• _Goal_
Find every line in the items below that contains the word "wall" and copy each of those lines. Case counts.

BEGIN Exercise materials

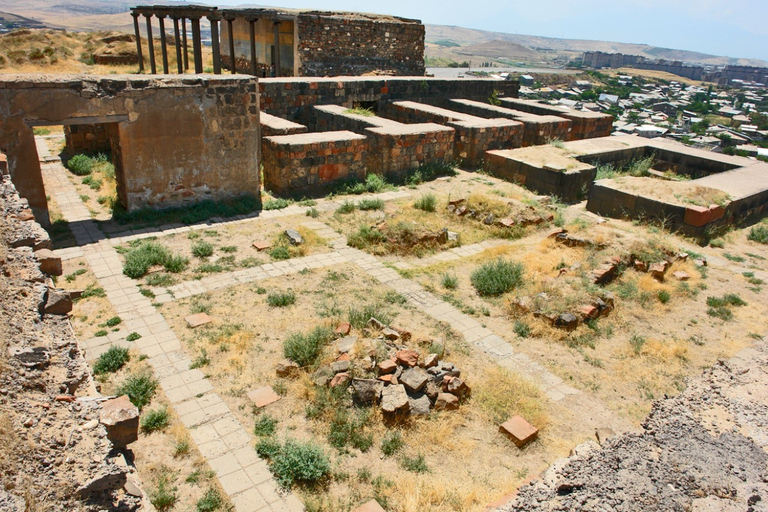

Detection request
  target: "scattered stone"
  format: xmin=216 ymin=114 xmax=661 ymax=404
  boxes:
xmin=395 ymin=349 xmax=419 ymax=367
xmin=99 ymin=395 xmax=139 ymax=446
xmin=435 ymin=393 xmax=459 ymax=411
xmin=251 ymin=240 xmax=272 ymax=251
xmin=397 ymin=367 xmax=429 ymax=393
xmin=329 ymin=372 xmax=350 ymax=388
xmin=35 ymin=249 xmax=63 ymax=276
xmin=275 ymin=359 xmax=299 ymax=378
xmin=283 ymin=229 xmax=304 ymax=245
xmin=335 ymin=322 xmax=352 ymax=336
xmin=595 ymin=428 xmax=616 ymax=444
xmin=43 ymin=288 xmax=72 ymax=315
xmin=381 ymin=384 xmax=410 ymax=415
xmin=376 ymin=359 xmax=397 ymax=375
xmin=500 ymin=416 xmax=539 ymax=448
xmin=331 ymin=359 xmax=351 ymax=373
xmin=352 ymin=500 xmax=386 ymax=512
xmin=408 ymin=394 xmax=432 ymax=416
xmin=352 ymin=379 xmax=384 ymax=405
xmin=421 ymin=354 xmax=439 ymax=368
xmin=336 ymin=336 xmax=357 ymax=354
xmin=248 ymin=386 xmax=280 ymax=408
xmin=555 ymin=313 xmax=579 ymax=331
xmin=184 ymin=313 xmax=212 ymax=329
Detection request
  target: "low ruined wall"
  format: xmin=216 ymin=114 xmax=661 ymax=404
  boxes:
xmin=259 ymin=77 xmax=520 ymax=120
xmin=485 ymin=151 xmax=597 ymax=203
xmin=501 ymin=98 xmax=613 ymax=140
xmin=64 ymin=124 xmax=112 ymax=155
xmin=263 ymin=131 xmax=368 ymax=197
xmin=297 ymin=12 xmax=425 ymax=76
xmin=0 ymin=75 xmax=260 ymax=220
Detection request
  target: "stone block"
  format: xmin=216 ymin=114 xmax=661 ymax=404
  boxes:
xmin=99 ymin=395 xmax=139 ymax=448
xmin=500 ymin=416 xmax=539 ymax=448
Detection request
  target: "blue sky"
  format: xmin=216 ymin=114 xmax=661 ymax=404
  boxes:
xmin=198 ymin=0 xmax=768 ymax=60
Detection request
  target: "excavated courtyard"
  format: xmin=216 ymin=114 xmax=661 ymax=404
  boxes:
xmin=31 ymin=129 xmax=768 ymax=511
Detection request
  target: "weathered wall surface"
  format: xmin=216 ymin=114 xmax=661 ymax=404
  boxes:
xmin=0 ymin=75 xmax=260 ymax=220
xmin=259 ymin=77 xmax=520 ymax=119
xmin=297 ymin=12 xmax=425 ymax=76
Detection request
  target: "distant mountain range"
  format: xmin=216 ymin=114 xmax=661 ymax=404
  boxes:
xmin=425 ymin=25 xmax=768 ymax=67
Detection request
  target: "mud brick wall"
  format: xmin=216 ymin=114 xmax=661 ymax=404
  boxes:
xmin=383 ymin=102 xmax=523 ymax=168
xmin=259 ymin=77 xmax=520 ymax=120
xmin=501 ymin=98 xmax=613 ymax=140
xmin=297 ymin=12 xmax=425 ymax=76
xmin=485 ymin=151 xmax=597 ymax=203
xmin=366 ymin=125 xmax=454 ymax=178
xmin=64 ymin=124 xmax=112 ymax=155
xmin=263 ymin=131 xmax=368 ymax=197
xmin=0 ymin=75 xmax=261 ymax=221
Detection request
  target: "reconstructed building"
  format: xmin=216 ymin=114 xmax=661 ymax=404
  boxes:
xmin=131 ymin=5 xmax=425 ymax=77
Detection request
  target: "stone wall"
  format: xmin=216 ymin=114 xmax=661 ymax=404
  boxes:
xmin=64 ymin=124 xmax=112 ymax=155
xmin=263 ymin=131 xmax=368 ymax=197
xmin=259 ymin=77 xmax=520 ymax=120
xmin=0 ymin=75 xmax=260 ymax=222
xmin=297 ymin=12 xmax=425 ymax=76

END Exercise materials

• _Answer to this task_
  target: "low ruined wall"
  target: "weathered wall surface"
  target: "mud brick wall"
  target: "stone wall"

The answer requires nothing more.